### SELECTED PASSAGE
ABSTRACT GENERATION DEVICE, METHOD, PROGRAM, AND RECORDING MEDIUM
20220189468 · 2022-06-16
Assignee
Inventors
- Tsutomu Hirao (Tokyo, JP)
- Atsunori OGAWA (Tokyo, JP)
- Tomohiro NAKATANI (Tokyo, JP)
- Masaaki NAGATA (Tokyo, JP)
Cpc classification
G10L15/22
PHYSICS
International classification
G10L15/193
PHYSICS
Abstract
A speech recognition unit (12) converts an input utterance sequence into a confusion network sequence constituted by a k-best of candidate words of speech recognition results; a lattice generating unit (14) generates a lattice sequence having the candidate words as internal nodes and a combination of k words among the candidate words for an identical speech as an external node, in which edges are extended between internal nodes other than internal nodes included in an identical external node, from the confusion network sequence; an integer programming problem generating unit (16) generates an integer programming problem for selecting a path that maximizes an objective function including at least a coverage score of an important word, of paths following the internal nodes with the edges extended, in the lattice sequence; and the summary generating unit generates a high-quality summary having less speech recognition errors and low redundancy using candidate words indicated by the internal nodes included in the path selected by solving the integer programming problem, under a constraint on the length of a summary to be generated.

### RAW RECORDS
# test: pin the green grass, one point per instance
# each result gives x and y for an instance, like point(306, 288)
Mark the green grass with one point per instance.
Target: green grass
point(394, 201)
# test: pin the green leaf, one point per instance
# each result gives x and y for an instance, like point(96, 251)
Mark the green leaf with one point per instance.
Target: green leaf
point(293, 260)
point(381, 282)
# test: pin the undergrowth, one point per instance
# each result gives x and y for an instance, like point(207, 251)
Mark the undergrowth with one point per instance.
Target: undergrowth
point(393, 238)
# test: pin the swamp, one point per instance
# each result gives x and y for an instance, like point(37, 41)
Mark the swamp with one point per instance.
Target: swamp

### THE EXERCISE
Continue the patent abstract on summarizing speech recognition output, starting after its final sentence. The listing comes from a separate source and has no connection to the patent abstract.

### ANSWER TO THIS PROBLEM
Claims
1. A summary generating apparatus, comprising: a speech recognition unit configured to convert an input utterance sequence into a confusion network sequence constituted by a k-best of candidate words of speech recognition results; a lattice generating unit configured to generate a lattice sequence having the candidate words as internal nodes and a combination of k words among the candidate words for an identical speech as an external node, in which edges are extended between internal nodes other than internal nodes included in an identical external node, from the confusion network sequence; an integer programming problem generating unit configured to generate an integer programming problem for selecting a path that maximizes an objective function including at least a coverage score of an important word, of paths following the internal nodes with the edges extended, in the lattice sequence; and a summary generating unit configured to generate a summary of the utterance sequence using the candidate words indicated by the internal nodes included in the path selected by solving the integer programming problem, under a constraint on a length of a summary to be generated.
2. The summary generating apparatus according to claim 1, wherein the coverage score of the important word is a score that increases when the number of candidate words included in the summary to be generated increases, among candidate words that are independent words included in the lattice sequence.
3. The summary generating apparatus according to claim 1, wherein the objective function further comprises a score of the internal node represented by an importance of a candidate word included in the summary to be generated, and a score of an edge indicating a likelihood of connection between candidate words at both ends of the edge included in the summary to be generated.
4. The summary generating apparatus according to claim 3, wherein the score of the internal node comprises an appearance frequency and an inverse document frequency of the candidate word and a confidence of speech recognition for the candidate word.
5. The summary generating apparatus according to claim 3, wherein the score of the edge comprises a bigram appearance rate of candidate words at both ends of the edge.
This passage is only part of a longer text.